Standardized `ProvingKey`, `VerifyingKey`, and `Proof` ABIs

[bhgomes]

Especially as projects move towards mainnet adoption of ZK-Garage, it's important that we set some specifications on the expected format of the various circuit-specific components in PLONK, down to the binary level. Whenever there are optimizations to be made on the compiler, prover, or verifier side that don't break API/ABI compatibility we can give library users guarantees about the state of existing provers or verifiers that have already been deployed to a blockchain protocol.

Goals

A major goal of this project is to ensure that stabilizing the data formats is future-proof against extensions to PLONK like lookups, custom gates, an arbitrary number of wires, ... etc.

Draft Proposal

The following is a draft proposal of what a standard format could look like.

Configuration

First, we should consider the kind of PLONK that a circuit is using, notably the kinds of features it has access to. These can exist in some standard configurations that look like this:

trait Configuration {
    /// Total Number of Wires Accessible to the Compiler
    const WIRE_COUNT: usize;

    /// Scalar Field Type
    ///
    /// This type represents the underlying coefficient field for polynomial constraints.
    type Field: algebra::Field;

    /// Polynomial Commitment Type
    type Commitment;

    /// Polynomial Commitment Opening Type
    type Opening;

    /// Polynomial Commitment Scheme Type
    type PolynomialCommitment: commitment::PolynomialCommitment<
        Self::Field,
        Commitment = Self::Commitment,
        Proof = Self::Opening
    >;
}

/// Scalar Field Type
pub type Field<C> = <C as Configuration>::Field;

/// Polynomial Commitment Scheme Type
pub type PolynomialCommitment<C> = <C as Configuration>::PolynomialCommitment;

/// Public Parameters Type
pub type PublicParameters<C> = <
    PolynomialCommitment<C> as commitment::PolynomialCommitment<Field<C>>
>::PublicParameters;

The default configuration for this repo would have WIRE_COUNT = 4.

## STATED TASK 1
Answer these questions using the post above:
(a) What default value of WIRE_COUNT does the post give for this repo?
(b) Which extensions to PLONK should the stabilized data formats be future-proof against?
(c) According to its doc comment, what does the Field type represent?
## STATED TASK 2
Rewrite the paragraph of the post that begins "Especially as projects move towards mainnet adoption" as a shorter paragraph, keeping its main facts.
## STATED TASK 3
From the post, quote the part that starts with the words containing "Especially as projects" and ends with "a blockchain protocol.".

## DATASET
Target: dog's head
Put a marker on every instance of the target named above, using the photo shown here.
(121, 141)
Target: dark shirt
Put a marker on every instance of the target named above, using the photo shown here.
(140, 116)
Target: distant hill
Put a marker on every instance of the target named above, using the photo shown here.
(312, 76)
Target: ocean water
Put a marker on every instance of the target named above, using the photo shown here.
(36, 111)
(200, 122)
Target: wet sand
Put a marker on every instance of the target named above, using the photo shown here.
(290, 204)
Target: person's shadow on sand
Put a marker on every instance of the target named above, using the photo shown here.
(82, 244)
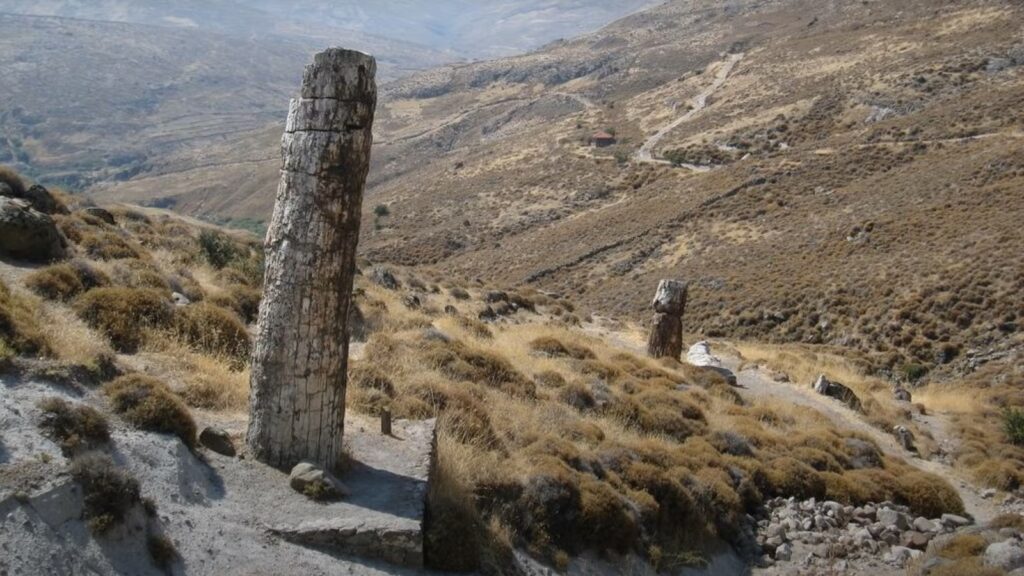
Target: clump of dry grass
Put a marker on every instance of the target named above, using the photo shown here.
(20, 332)
(553, 347)
(147, 403)
(213, 330)
(66, 281)
(124, 315)
(74, 426)
(110, 493)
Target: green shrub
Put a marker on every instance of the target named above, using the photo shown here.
(73, 426)
(124, 314)
(217, 248)
(147, 404)
(1013, 425)
(109, 492)
(211, 329)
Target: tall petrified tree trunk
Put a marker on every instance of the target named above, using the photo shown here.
(300, 358)
(667, 332)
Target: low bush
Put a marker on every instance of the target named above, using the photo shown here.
(788, 477)
(109, 246)
(124, 315)
(65, 282)
(109, 492)
(928, 495)
(58, 282)
(214, 330)
(147, 404)
(19, 329)
(553, 347)
(74, 426)
(241, 298)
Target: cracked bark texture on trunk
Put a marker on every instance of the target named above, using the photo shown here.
(667, 331)
(300, 356)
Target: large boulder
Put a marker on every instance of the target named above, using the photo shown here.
(824, 386)
(27, 234)
(314, 482)
(42, 200)
(101, 213)
(699, 355)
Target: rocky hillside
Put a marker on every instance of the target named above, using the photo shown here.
(124, 335)
(839, 173)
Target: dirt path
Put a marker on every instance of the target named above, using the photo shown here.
(645, 154)
(756, 383)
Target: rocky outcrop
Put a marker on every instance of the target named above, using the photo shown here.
(667, 328)
(27, 234)
(699, 355)
(308, 479)
(824, 386)
(825, 536)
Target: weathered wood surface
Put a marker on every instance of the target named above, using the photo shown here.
(667, 328)
(300, 357)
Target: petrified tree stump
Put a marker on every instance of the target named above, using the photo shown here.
(300, 357)
(667, 330)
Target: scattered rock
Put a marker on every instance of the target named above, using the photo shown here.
(824, 386)
(217, 440)
(101, 213)
(1008, 556)
(905, 438)
(314, 482)
(42, 200)
(953, 521)
(699, 355)
(384, 278)
(27, 234)
(495, 296)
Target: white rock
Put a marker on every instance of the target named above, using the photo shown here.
(1009, 556)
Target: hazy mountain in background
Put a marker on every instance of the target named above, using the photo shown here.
(104, 90)
(462, 28)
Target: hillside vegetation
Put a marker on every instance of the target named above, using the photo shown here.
(551, 439)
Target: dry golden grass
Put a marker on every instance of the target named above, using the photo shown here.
(71, 338)
(637, 461)
(205, 381)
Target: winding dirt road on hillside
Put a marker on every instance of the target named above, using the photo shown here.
(757, 383)
(645, 154)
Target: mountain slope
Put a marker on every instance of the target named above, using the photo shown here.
(877, 139)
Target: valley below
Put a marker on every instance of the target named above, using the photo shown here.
(836, 187)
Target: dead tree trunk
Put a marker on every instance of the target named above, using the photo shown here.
(300, 357)
(667, 332)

## CORRECT ANSWER 1
(a) The default configuration for this repo would have WIRE_COUNT = 4.
(b) Lookups, custom gates, and an arbitrary number of wires.
(c) The underlying coefficient field for polynomial constraints.

## CORRECT ANSWER 2
As projects move toward mainnet adoption of ZK-Garage, the expected format of PLONK's circuit-specific components should be specified down to the binary level. Then, when compiler, prover, or verifier optimizations don't break API/ABI compatibility, library users can get guarantees about existing provers or verifiers already deployed to a blockchain protocol.

## CORRECT ANSWER 3
Especially as projects move towards mainnet adoption of ZK-Garage, it's important that we set some specifications on the expected format of the various circuit-specific components in PLONK, down to the binary level. Whenever there are optimizations to be made on the compiler, prover, or verifier side that don't break API/ABI compatibility we can give library users guarantees about the state of existing provers or verifiers that have already been deployed to a blockchain protocol.